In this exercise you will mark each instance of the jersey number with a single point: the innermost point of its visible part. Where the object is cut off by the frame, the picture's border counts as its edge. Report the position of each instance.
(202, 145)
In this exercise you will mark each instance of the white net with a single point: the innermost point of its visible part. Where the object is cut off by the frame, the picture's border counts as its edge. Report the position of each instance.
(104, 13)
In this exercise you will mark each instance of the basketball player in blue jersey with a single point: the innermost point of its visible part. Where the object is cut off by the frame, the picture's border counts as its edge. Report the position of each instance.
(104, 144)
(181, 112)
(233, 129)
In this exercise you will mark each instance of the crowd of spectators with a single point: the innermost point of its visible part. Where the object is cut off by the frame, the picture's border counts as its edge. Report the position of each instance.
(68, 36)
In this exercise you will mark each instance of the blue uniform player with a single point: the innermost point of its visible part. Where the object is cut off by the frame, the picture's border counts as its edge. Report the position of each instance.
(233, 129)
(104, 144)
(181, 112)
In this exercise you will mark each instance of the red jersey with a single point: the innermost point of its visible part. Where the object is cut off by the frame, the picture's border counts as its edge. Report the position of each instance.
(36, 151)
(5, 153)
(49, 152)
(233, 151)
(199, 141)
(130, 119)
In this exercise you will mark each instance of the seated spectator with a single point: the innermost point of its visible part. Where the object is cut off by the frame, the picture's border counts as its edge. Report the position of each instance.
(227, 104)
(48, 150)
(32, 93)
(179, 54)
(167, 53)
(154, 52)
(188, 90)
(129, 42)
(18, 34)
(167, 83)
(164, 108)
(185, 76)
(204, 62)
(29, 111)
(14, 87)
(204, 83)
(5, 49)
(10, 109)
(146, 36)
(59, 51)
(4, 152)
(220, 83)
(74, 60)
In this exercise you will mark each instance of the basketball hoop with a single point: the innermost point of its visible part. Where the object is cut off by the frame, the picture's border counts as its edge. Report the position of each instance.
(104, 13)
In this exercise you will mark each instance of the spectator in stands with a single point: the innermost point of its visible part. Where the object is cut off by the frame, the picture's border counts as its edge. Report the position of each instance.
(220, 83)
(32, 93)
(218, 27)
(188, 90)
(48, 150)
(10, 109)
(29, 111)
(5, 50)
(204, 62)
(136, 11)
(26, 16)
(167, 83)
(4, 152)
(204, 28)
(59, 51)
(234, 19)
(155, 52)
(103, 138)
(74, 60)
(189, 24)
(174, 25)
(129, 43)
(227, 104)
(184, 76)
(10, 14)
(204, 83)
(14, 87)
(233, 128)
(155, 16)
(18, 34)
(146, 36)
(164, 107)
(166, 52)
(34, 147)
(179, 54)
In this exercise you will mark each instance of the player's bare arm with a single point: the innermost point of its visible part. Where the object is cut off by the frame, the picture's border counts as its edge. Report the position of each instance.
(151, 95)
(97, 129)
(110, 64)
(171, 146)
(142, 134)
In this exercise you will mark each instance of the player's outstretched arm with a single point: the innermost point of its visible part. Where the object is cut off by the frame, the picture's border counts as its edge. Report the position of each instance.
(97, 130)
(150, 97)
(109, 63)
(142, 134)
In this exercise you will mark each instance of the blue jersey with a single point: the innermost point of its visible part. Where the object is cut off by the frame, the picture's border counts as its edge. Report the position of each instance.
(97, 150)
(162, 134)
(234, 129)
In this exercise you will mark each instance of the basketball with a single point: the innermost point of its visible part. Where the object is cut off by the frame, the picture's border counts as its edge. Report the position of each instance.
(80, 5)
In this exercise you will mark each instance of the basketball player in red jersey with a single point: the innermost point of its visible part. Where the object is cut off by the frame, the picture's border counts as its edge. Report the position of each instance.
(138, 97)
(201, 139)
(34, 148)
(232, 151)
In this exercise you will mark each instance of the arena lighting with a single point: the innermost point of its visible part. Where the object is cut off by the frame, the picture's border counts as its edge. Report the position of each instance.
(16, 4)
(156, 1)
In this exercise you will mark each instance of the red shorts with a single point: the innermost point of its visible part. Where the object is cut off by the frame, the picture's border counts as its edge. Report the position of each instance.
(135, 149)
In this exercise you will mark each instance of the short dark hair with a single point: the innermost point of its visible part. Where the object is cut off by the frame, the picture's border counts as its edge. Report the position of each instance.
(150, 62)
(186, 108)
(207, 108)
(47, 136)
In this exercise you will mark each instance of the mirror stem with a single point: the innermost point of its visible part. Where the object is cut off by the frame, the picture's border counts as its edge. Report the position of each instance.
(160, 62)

+-------+

_SHORT EXERCISE_. Reproduce only the lines between the line containing "In this exercise you will mark each instance of the short" and the last line of the records, those two lines included, exactly.

_EXERCISE SOLUTION_.
In this exercise you will mark each instance of the short dark hair with a single point: the innermost point of its visible part. Where the object is cut off by the frame, the picture's border counts as its edge. Report the position of each instance.
(150, 62)
(186, 108)
(207, 108)
(47, 136)
In this exercise you will mark each instance of the mirror stem with a single point: the innermost point of its visible part. Where the object is cut off by the frame, the picture's border counts as its edge. Report the position of each instance.
(160, 62)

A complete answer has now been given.